Given records:
>> Start
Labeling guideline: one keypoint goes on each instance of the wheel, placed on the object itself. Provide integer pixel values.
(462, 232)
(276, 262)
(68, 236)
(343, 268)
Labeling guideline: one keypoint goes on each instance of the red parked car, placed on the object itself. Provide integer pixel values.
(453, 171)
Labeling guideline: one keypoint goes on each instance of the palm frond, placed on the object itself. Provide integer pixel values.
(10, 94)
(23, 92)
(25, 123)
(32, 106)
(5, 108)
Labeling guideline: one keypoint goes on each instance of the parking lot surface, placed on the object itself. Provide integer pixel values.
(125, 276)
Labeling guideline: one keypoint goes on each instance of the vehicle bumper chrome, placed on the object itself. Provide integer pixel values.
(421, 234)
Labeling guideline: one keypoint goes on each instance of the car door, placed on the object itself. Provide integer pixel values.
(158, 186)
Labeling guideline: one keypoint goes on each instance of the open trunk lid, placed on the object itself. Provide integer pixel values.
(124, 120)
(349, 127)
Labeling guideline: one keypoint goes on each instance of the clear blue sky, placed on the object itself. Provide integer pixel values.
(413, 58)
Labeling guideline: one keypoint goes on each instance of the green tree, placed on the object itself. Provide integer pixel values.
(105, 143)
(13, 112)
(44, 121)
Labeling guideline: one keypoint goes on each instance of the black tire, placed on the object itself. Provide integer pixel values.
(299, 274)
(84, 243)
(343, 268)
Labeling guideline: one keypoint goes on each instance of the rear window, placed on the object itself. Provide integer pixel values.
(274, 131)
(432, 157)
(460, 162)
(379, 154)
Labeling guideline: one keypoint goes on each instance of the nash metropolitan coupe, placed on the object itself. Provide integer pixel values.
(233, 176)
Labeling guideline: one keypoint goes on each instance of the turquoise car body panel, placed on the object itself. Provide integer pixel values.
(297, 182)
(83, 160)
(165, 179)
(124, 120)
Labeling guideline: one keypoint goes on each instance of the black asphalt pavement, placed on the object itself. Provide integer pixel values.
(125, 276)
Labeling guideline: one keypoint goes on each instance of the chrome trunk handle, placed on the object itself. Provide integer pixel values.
>> End
Directions for this task: Write out all of the rows above as a numbered list, leaving out any blank lines.

Result for this task:
1. Labeling guideline: one keypoint goes on each instance of the wheel, placed on the object itself. Provide integer pixel values.
2. (462, 232)
3. (276, 262)
4. (68, 236)
5. (343, 268)
6. Labeling guideline: one keypoint goes on each instance of the red parked car, placed on the object itself. Provide integer pixel values.
7. (453, 171)
8. Labeling guideline: one keypoint goes on each instance of the palm frond, placed on the object itself. Provide integer pixel values.
9. (10, 94)
10. (23, 92)
11. (25, 123)
12. (32, 106)
13. (5, 108)
14. Labeling guideline: one keypoint goes on each instance of the parking lot surface, placed on the object itself. Provide integer pixel values.
15. (125, 276)
16. Labeling guideline: one keypoint goes on each instance of the vehicle bumper chrome, placed on the object itself. Provide integer pixel values.
17. (421, 234)
18. Labeling guideline: one keypoint goes on each instance of the car door, placed on the object itself. Provide integer pixel values.
19. (158, 186)
20. Labeling guideline: one keypoint goes on each instance of the open trunk lid, placed on the object itself. Provide integer pixel values.
21. (124, 120)
22. (349, 127)
23. Labeling guideline: one keypoint goes on each instance of the clear blue sky, placed on the object itself. Provide integer pixel values.
24. (413, 58)
25. Labeling guideline: one keypoint goes on each instance of the green tree, placed on the object itself. Provide integer pixel values.
26. (105, 143)
27. (13, 112)
28. (44, 121)
29. Labeling guideline: one keypoint goes on each instance of the black tire, placed on the object itself. Provide integer pixel values.
30. (299, 274)
31. (84, 243)
32. (343, 268)
33. Labeling guideline: one keypoint goes on each instance of the rear window, placed on the object itself. Provide integer pixel values.
34. (274, 131)
35. (432, 157)
36. (460, 162)
37. (379, 154)
38. Labeling guideline: one keypoint goes on each instance of the nash metropolitan coupe, placed on the object itself. Provide integer pixel values.
39. (233, 176)
40. Labeling guideline: one keypoint goes on each instance of the turquoise car body panel, placed on the object itself. Provide integer pixel values.
41. (297, 182)
42. (83, 160)
43. (165, 179)
44. (124, 120)
45. Labeling guideline: one keypoint goes on each instance of the black asphalt pavement, placed on the object itself. Provide integer pixel values.
46. (125, 276)
47. Labeling guideline: one keypoint goes on each instance of the chrome trunk handle, placed on the object itself. Provide integer pixel values.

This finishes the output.